[Saved entries]
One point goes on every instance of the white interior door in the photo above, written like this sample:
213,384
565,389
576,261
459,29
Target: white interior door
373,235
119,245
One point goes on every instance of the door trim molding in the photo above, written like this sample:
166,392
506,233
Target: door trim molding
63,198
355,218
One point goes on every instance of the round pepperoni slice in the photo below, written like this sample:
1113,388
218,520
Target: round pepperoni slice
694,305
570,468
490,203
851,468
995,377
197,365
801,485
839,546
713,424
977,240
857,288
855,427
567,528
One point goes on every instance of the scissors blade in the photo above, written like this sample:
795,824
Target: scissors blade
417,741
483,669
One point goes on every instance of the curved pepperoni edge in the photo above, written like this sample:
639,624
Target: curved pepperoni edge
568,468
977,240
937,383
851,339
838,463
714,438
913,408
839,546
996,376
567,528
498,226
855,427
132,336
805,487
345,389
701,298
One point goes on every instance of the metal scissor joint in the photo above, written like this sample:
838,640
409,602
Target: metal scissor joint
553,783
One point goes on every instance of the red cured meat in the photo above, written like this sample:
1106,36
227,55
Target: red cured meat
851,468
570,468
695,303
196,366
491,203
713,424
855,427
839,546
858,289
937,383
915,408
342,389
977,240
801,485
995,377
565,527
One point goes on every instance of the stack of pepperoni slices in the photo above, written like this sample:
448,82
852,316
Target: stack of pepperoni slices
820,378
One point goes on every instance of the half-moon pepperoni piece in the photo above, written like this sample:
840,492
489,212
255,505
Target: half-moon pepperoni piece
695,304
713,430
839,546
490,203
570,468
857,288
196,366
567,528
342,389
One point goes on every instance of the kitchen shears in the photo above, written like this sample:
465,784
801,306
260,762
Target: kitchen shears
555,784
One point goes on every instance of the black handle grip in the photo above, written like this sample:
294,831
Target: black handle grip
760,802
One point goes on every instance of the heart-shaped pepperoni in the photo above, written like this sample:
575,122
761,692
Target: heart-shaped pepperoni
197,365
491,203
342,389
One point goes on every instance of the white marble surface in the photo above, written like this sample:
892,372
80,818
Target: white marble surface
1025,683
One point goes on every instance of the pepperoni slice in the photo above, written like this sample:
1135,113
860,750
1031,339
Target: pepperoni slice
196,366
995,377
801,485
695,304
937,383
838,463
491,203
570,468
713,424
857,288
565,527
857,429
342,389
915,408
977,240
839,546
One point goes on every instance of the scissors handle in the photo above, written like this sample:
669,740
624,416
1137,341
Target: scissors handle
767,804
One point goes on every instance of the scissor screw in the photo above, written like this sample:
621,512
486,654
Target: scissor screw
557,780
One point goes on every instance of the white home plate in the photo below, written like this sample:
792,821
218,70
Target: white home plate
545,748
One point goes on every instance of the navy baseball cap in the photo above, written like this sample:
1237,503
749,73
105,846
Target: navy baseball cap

- **EXERCISE**:
Reproduce the entries above exactly, but only the lines between the line holding "Target: metal scissor joint" and the line holding "One point goes on every instance of the half-moon", inclusive.

- **YOUR SOLUTION**:
Target: metal scissor joint
553,783
One point goes on every instance of the red cured meat in the photo above, written like this sample:
1106,36
227,55
Target: red cured meat
851,468
570,468
695,303
196,366
491,203
713,424
855,427
839,546
858,289
937,383
915,408
342,389
977,240
801,485
995,377
565,527
One point goes on every instance of the stack of pepperoni slices in the photo above, written like this sample:
448,82
852,316
Target: stack of pepperoni slices
820,378
One point goes on every instance of the half-moon pepperoni piece in the photo above, written like this sample:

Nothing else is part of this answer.